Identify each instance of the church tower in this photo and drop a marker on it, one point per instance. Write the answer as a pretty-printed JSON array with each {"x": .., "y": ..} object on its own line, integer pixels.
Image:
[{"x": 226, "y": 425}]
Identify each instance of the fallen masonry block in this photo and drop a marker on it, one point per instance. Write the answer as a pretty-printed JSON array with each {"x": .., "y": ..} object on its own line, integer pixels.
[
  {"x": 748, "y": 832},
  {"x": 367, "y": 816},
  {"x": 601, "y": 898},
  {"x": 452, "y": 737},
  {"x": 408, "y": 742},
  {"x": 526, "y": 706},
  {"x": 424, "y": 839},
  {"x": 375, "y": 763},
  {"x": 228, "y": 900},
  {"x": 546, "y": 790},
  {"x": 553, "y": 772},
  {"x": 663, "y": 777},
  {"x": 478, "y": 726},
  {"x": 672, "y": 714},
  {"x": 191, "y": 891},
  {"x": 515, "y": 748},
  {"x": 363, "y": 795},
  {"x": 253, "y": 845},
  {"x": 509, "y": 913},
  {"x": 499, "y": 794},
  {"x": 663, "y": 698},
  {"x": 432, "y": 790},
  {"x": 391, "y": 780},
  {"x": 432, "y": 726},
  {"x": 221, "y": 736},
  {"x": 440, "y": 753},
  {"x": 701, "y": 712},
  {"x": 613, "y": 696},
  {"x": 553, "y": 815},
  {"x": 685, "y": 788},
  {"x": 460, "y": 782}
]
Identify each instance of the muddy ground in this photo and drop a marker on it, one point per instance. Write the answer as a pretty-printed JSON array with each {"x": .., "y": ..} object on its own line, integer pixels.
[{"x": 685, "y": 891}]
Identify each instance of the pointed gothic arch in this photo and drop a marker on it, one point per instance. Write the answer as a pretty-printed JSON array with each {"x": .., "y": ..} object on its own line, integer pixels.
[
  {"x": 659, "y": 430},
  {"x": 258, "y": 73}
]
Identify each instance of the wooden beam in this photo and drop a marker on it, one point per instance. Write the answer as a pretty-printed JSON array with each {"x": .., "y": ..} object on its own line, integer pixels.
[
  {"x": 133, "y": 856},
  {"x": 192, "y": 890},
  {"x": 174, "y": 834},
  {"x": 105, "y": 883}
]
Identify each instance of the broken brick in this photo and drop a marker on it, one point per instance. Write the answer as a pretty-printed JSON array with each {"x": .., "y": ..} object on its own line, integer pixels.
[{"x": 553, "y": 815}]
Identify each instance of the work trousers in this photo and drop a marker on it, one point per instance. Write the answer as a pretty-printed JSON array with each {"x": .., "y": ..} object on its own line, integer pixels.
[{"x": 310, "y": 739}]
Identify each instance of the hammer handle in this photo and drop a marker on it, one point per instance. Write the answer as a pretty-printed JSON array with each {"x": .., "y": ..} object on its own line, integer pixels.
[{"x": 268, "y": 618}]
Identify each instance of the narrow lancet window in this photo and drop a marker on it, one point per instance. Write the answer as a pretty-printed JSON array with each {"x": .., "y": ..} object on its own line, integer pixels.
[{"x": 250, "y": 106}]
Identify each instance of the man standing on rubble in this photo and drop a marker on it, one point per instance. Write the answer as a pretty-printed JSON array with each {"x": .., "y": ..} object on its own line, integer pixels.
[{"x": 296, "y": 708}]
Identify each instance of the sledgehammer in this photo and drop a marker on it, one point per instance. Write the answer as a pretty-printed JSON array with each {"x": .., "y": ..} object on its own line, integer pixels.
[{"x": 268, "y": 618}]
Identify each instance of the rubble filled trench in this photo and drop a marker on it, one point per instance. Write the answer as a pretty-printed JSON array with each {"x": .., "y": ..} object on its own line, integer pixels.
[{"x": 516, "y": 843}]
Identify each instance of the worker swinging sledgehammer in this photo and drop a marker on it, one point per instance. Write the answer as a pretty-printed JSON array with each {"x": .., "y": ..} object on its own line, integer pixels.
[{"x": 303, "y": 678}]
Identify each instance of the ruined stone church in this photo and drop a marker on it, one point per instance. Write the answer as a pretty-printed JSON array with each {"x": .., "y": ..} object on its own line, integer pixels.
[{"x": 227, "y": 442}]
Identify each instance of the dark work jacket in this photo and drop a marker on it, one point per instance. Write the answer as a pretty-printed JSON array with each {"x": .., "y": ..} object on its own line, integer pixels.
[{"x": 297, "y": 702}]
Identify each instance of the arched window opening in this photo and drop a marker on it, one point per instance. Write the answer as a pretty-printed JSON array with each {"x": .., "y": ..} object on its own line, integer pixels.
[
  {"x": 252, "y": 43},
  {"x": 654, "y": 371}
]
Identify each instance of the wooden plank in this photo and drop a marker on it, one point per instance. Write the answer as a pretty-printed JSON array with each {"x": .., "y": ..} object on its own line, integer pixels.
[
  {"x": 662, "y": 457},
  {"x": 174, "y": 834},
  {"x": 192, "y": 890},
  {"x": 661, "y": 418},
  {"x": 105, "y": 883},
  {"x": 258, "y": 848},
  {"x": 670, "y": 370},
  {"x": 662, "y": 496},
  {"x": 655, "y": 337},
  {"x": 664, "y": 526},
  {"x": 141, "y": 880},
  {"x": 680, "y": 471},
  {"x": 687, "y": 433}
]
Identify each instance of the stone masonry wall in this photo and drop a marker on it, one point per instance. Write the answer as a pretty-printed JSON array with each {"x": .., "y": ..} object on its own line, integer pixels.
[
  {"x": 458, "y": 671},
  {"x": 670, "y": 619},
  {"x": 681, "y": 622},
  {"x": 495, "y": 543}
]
※ ※ ※
• **Objective**: Please retype, exactly as written, every line from the line containing "Identify each instance of the stone" through the last line of the records above, including both of those lines, and nothing else.

• **Result for this exercise**:
Identify each instance of the stone masonry wall in this photo and drop a marker on it, one point per instance. Write the answer as a pretty-printed JSON array with each {"x": .., "y": ..} object on its own line, integer pixels.
[
  {"x": 458, "y": 671},
  {"x": 670, "y": 619},
  {"x": 681, "y": 622},
  {"x": 495, "y": 543}
]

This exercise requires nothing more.